Reproduce the whole of the data exactly.
▬▬▬
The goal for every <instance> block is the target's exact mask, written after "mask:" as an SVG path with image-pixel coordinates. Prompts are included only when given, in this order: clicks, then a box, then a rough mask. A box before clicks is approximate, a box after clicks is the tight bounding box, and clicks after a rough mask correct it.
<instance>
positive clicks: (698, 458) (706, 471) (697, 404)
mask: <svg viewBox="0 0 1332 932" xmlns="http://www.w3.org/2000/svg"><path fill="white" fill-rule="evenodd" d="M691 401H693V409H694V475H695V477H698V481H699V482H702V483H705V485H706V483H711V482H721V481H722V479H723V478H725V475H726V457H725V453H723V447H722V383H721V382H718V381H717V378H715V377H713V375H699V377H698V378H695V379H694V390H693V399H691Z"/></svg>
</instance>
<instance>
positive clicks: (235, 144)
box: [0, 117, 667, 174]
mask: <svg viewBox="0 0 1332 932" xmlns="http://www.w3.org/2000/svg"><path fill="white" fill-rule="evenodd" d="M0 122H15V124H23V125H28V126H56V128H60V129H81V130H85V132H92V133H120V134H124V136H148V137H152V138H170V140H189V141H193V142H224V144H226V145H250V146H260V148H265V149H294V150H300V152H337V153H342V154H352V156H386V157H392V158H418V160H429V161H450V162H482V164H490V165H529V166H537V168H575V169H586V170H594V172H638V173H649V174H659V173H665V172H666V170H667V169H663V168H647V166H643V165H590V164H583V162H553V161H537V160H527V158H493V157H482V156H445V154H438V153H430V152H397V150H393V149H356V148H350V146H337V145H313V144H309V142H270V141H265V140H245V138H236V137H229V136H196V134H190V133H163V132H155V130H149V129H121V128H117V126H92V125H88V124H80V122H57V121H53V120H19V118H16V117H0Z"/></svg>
▬▬▬
| Solution to this problem |
The goal for every <instance> block is the target's exact mask, written after "mask:" as an SVG path with image-pixel coordinates. Prompts are included only when given, in this order: clicks, then a box, then a rough mask. A box before clicks is approximate, a box after clicks is the tight bounding box, and clicks after a rough mask correct it.
<instance>
positive clicks: (698, 458) (706, 471) (697, 404)
mask: <svg viewBox="0 0 1332 932" xmlns="http://www.w3.org/2000/svg"><path fill="white" fill-rule="evenodd" d="M691 401H693V409H694V475H695V477H698V481H699V482H702V483H705V485H706V483H711V482H721V481H722V479H723V478H725V475H726V457H725V453H723V447H722V383H721V382H718V381H717V378H715V377H713V375H699V377H698V378H695V379H694V390H693V399H691Z"/></svg>
</instance>
<instance>
positive clicks: (235, 144)
box: [0, 117, 667, 174]
mask: <svg viewBox="0 0 1332 932" xmlns="http://www.w3.org/2000/svg"><path fill="white" fill-rule="evenodd" d="M0 122H15V124H23V125H28V126H56V128H60V129H81V130H85V132H92V133H120V134H124V136H148V137H152V138H170V140H189V141H193V142H224V144H226V145H250V146H260V148H265V149H294V150H300V152H337V153H342V154H352V156H386V157H392V158H418V160H429V161H450V162H482V164H490V165H529V166H537V168H575V169H586V170H594V172H638V173H649V174H659V173H665V172H666V170H667V169H663V168H647V166H643V165H590V164H583V162H553V161H537V160H527V158H493V157H482V156H445V154H438V153H430V152H397V150H393V149H356V148H350V146H337V145H313V144H309V142H270V141H265V140H245V138H236V137H229V136H196V134H190V133H163V132H155V130H149V129H121V128H117V126H92V125H88V124H80V122H57V121H53V120H19V118H16V117H0Z"/></svg>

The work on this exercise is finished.